[Begin MATERIAL]

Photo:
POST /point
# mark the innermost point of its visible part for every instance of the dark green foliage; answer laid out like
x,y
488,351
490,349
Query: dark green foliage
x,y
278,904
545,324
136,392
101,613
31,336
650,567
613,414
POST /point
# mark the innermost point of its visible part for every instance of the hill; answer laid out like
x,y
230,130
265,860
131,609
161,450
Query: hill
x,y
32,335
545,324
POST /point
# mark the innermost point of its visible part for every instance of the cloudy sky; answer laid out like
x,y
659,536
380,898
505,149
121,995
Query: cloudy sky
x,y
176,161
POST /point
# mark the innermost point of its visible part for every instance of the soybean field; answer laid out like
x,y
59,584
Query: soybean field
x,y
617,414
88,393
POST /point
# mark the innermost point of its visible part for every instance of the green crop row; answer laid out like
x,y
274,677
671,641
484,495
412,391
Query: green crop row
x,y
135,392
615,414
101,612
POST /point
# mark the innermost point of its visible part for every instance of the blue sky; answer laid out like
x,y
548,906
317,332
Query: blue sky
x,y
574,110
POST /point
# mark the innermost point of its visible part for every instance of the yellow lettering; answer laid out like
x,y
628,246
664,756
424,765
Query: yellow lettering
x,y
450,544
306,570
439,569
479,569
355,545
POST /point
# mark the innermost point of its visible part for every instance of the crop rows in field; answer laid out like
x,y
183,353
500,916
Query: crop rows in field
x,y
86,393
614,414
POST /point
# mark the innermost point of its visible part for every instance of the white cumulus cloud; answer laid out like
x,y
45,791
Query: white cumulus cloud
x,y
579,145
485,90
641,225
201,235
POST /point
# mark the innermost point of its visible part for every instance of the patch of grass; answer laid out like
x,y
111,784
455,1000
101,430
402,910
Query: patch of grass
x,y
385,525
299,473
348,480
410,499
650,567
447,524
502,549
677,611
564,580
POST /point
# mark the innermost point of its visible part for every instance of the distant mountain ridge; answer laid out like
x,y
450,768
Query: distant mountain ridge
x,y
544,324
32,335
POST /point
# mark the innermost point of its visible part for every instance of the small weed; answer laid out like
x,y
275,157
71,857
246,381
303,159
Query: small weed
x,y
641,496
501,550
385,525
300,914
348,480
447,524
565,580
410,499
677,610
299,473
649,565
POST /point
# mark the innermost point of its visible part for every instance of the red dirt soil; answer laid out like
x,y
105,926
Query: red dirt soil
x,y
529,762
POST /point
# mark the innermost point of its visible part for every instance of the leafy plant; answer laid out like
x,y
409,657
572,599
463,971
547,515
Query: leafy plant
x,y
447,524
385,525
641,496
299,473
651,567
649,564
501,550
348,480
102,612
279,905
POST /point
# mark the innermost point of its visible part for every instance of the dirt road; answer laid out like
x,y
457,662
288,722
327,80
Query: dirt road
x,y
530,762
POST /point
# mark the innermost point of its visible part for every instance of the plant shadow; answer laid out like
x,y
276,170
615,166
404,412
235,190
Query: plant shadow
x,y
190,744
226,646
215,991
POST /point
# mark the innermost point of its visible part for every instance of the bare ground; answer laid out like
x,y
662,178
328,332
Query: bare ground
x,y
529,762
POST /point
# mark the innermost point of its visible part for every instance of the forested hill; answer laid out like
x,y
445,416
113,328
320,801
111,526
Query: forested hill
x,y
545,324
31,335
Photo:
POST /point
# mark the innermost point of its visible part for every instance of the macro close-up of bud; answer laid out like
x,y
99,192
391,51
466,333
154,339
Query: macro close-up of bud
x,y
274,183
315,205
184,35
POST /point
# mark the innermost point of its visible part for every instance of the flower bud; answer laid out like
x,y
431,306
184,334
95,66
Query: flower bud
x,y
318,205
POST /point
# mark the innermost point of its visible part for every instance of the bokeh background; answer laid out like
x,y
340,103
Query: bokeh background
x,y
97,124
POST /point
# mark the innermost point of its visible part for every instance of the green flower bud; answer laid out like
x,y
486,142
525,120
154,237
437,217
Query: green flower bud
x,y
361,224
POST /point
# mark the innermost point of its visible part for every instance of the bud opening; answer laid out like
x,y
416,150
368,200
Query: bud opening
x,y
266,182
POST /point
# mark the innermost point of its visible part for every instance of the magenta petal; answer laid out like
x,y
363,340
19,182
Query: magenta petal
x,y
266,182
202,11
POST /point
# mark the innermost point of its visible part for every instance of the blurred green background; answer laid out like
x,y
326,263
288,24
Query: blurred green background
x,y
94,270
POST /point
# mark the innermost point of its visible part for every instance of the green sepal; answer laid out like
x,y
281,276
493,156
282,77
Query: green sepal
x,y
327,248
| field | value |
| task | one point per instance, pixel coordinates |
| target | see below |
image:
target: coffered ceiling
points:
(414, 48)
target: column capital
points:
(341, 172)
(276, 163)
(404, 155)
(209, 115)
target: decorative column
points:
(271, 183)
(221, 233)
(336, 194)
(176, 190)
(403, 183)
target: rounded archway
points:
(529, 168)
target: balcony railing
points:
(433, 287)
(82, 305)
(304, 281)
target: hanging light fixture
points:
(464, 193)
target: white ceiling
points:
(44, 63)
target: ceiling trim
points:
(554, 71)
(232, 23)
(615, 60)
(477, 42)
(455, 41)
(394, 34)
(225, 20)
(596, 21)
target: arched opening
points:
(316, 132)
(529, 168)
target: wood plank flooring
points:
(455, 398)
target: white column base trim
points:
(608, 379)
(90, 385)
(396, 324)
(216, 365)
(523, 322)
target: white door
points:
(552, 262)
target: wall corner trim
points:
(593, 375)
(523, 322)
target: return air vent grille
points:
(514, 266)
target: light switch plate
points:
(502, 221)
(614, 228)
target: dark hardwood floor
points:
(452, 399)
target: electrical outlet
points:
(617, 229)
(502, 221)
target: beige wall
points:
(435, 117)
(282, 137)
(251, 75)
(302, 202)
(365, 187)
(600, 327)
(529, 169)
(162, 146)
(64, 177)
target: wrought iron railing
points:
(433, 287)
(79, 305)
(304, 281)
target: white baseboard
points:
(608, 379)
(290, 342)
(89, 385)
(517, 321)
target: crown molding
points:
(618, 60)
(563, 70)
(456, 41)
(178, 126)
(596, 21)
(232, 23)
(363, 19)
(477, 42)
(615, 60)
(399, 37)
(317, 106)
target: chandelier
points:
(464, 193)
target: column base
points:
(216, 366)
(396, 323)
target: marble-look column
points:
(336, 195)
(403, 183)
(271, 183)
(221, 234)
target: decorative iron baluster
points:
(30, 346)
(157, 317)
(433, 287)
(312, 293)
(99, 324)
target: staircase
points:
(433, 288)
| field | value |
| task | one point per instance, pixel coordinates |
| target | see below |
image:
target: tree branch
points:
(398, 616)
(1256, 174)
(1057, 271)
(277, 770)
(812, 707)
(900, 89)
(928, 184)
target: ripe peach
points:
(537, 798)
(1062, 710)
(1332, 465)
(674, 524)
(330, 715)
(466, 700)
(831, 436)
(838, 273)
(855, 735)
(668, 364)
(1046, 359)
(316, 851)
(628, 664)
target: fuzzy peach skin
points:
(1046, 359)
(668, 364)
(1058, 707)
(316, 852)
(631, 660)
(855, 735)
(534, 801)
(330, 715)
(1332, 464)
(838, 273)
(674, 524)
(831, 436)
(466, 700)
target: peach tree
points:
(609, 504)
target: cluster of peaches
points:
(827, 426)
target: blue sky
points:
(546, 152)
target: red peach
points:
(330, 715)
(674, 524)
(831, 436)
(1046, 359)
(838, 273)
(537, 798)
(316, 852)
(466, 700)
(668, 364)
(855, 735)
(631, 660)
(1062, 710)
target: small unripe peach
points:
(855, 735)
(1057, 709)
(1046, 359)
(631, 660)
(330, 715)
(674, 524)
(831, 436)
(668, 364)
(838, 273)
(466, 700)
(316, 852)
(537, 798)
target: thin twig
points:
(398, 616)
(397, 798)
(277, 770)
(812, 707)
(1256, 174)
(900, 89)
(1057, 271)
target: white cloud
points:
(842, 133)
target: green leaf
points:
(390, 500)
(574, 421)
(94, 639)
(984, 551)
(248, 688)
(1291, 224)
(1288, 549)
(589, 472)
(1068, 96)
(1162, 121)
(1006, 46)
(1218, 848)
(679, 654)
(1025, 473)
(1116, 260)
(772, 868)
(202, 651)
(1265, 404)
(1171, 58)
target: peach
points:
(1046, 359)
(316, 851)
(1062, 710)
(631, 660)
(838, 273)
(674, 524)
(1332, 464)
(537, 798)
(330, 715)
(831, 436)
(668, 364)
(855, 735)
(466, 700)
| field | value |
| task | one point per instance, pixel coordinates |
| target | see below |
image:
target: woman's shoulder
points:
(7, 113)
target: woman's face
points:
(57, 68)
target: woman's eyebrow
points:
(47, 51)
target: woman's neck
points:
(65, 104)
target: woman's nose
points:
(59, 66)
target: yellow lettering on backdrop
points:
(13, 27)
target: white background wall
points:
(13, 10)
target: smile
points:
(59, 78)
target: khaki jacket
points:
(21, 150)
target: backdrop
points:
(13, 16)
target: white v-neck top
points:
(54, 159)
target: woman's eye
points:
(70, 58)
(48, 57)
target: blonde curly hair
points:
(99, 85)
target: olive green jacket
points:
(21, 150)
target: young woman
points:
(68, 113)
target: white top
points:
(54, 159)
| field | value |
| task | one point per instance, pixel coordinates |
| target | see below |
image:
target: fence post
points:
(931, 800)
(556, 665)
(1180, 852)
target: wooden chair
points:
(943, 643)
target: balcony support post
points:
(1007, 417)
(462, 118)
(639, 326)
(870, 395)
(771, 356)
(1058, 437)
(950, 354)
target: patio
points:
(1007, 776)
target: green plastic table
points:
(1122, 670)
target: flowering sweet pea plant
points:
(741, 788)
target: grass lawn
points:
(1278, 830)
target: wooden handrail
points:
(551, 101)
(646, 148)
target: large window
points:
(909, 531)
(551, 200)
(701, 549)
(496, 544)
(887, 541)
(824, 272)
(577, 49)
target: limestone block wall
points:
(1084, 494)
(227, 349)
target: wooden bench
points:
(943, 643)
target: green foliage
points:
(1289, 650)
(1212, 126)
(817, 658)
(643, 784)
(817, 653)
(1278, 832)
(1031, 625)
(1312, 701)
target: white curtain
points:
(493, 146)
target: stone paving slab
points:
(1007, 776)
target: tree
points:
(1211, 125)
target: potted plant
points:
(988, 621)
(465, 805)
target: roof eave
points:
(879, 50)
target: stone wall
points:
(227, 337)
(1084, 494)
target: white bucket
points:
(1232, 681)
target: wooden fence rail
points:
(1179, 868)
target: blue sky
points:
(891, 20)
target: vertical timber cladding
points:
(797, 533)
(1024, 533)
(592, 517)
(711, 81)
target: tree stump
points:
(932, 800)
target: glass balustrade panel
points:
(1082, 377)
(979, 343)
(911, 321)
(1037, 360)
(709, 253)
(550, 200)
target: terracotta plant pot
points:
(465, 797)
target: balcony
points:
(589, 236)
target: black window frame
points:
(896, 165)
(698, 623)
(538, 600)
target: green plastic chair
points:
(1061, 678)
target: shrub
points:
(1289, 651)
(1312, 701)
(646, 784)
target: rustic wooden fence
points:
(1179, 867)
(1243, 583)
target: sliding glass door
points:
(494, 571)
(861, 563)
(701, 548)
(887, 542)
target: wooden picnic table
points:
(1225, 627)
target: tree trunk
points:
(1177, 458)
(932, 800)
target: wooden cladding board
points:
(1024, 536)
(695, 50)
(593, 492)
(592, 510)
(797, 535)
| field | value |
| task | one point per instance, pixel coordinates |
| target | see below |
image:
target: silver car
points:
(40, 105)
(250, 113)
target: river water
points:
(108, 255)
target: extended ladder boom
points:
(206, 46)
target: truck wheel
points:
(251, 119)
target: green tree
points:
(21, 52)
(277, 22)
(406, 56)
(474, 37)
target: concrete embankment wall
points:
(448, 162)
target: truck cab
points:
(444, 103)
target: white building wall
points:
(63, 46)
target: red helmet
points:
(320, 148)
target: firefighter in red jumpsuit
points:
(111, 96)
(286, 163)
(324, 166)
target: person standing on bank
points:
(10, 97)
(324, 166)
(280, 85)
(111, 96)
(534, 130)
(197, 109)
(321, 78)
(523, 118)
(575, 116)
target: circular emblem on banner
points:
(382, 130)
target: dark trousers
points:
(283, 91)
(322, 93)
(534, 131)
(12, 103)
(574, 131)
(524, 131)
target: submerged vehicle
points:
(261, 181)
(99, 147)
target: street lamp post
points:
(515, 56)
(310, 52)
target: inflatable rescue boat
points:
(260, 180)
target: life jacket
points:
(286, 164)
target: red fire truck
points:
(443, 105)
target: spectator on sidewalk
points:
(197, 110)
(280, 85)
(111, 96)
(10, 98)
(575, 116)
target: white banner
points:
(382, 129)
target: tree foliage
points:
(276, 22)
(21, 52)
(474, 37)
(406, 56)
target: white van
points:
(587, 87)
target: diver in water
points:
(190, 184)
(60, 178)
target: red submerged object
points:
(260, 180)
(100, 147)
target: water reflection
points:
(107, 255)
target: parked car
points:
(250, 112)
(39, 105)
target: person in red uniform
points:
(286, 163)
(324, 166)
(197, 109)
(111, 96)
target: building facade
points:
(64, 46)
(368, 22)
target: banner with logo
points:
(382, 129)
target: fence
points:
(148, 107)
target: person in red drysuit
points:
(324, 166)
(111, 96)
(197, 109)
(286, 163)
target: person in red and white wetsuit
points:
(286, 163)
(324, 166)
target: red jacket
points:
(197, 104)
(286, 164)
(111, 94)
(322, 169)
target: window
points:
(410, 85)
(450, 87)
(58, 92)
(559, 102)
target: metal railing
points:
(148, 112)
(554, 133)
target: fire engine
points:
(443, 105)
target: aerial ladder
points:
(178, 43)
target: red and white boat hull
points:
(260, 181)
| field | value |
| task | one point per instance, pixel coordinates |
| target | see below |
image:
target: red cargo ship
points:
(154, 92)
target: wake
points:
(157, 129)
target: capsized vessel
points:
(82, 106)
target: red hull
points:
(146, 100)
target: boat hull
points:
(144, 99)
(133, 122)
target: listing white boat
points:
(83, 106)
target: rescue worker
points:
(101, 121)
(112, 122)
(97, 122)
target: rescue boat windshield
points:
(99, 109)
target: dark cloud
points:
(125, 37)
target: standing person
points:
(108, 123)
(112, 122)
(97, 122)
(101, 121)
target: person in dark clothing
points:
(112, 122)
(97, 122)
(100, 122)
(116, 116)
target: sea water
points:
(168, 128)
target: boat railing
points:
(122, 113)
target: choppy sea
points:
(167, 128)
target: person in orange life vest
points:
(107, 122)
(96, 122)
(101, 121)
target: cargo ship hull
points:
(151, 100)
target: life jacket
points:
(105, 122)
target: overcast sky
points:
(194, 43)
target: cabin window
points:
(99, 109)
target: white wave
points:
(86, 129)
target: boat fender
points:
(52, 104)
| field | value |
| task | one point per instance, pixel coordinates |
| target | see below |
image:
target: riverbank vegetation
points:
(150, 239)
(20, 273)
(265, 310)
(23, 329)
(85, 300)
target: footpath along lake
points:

[End MATERIAL]

- EXERCISE GOAL: Quote verbatim the line containing "target: white banner" and every line after it through the end of the records above.

- CORRECT ANSWER:
target: white banner
points:
(382, 129)
target: tree foliage
points:
(276, 22)
(21, 52)
(474, 37)
(406, 56)
target: white van
points:
(587, 87)
target: diver in water
points:
(190, 184)
(60, 178)
target: red submerged object
points:
(260, 180)
(100, 147)
target: water reflection
points:
(107, 255)
target: parked car
points:
(250, 112)
(39, 105)
target: person in red uniform
points:
(286, 163)
(324, 166)
(197, 109)
(111, 96)
target: building facade
points:
(64, 46)
(368, 22)
target: banner with logo
points:
(382, 129)
target: fence
points:
(148, 107)
target: person in red drysuit
points:
(324, 166)
(111, 96)
(197, 109)
(286, 163)
target: person in red and white wetsuit
points:
(286, 163)
(324, 166)
target: red jacket
points:
(197, 104)
(286, 164)
(111, 94)
(322, 169)
target: window
points:
(410, 85)
(450, 87)
(58, 92)
(559, 102)
target: metal railing
points:
(148, 112)
(554, 133)
target: fire engine
points:
(443, 105)
target: aerial ladder
points:
(178, 43)
target: red and white boat hull
points:
(260, 181)
| field | value |
| task | one point per instance, pixel coordinates |
| target | see below |
image:
target: red cargo ship
points:
(154, 92)
target: wake
points:
(157, 129)
target: capsized vessel
points:
(82, 106)
target: red hull
points:
(146, 100)
target: boat hull
points:
(144, 99)
(133, 122)
target: listing white boat
points:
(83, 106)
target: rescue worker
points:
(101, 121)
(112, 122)
(97, 122)
target: rescue boat windshield
points:
(99, 109)
target: dark cloud
points:
(125, 37)
target: standing person
points:
(108, 123)
(112, 122)
(97, 122)
(101, 121)
target: person in dark clothing
points:
(112, 122)
(97, 122)
(100, 122)
(116, 116)
target: sea water
points:
(168, 128)
target: boat railing
points:
(122, 113)
target: choppy sea
points:
(167, 128)
target: person in orange life vest
points:
(107, 122)
(96, 122)
(101, 121)
target: cargo ship hull
points:
(151, 100)
target: life jacket
points:
(105, 122)
target: overcast sky
points:
(194, 43)
target: cabin window
points:
(99, 109)
target: white wave
points:
(86, 129)
target: boat fender
points:
(52, 104)
| field | value |
| task | one point per instance, pixel coordinates |
| target | see below |
image:
target: riverbank vegetation
points:
(150, 239)
(20, 273)
(265, 310)
(23, 329)
(85, 300)
target: footpath along lake
points:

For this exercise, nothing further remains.